DATASET ROWS:
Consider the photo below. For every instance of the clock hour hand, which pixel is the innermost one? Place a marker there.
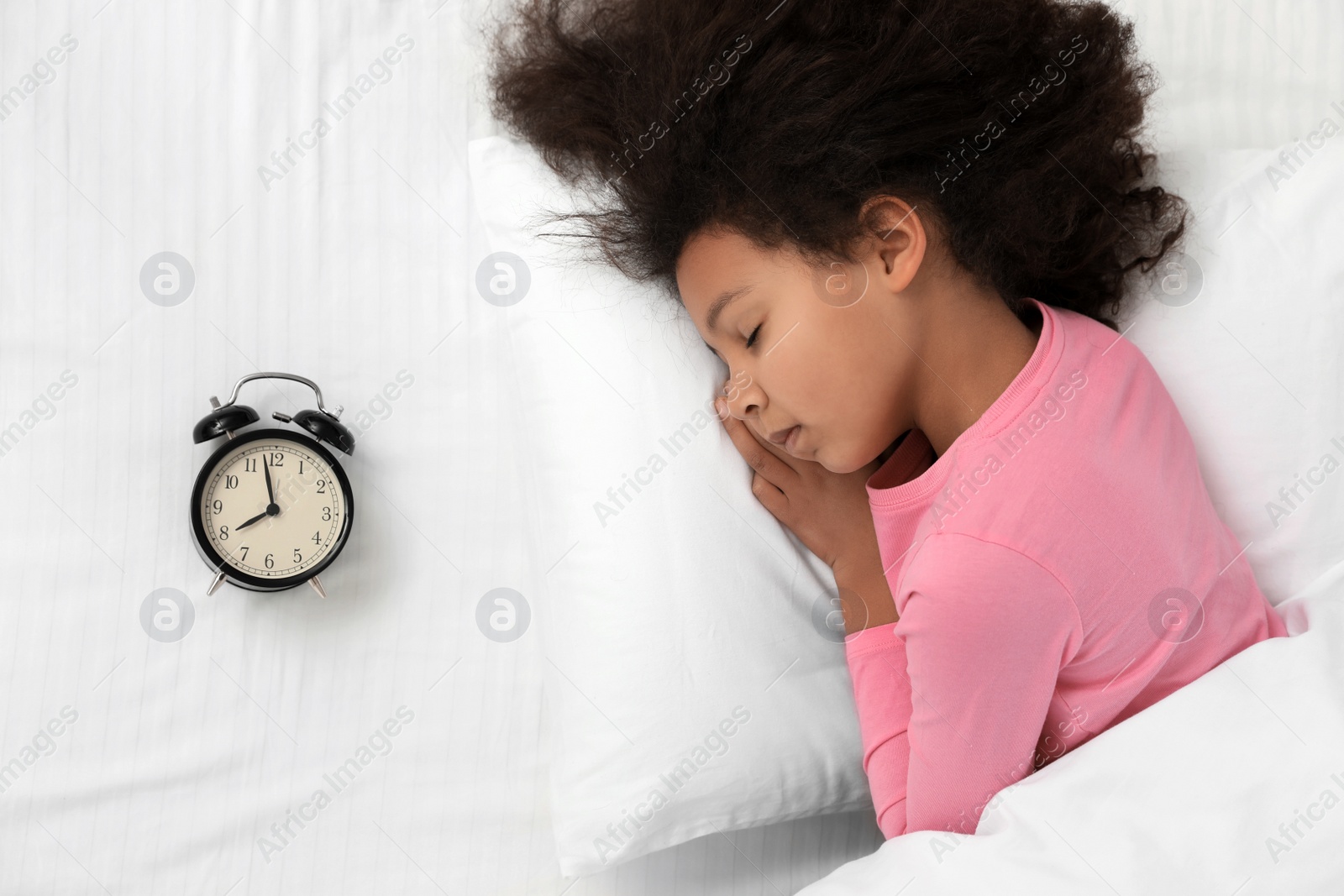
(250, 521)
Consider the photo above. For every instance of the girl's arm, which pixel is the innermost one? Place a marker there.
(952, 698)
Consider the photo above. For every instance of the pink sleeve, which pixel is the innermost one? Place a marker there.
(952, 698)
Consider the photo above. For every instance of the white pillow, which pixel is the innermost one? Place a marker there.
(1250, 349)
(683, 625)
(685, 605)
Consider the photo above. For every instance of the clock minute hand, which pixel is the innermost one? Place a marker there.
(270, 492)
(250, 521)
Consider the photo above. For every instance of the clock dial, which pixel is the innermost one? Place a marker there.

---

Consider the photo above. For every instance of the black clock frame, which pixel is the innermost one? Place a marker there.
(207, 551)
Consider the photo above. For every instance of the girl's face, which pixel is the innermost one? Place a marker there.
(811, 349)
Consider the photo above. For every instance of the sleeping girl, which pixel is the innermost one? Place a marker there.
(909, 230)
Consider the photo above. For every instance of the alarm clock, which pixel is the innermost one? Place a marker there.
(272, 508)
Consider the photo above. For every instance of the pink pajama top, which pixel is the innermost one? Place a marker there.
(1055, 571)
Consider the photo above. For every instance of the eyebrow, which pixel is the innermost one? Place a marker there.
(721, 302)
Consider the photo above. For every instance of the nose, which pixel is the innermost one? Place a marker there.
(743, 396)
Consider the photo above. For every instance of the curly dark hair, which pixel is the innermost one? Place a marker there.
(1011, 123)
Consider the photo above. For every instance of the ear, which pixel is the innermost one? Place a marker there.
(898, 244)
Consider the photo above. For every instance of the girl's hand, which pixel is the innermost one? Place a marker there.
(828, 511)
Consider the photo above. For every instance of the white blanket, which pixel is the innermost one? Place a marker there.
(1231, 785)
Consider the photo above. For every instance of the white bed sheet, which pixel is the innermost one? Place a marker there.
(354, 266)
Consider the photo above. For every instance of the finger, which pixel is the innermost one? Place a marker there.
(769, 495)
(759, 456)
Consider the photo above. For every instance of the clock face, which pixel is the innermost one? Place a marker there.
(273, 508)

EXERCISE INSTRUCTIONS: Please give everything from the line containing "white pillow, which" down to the line containing "clock dial, which" again, replacing "innermost" with "most central" and leaving all else unchanged.

ANSWER BELOW:
Consider the photo above. For every instance of the white pillow, which pixel is the most central one? Place a marker there.
(1250, 349)
(683, 625)
(685, 605)
Consider the photo above. For every instance of the clock minute hand, which pixel is the most central one? Place a marker there.
(270, 492)
(250, 521)
Consider the photo above. For every instance of the clock dial, which pixel is the most central one? Place a marker there.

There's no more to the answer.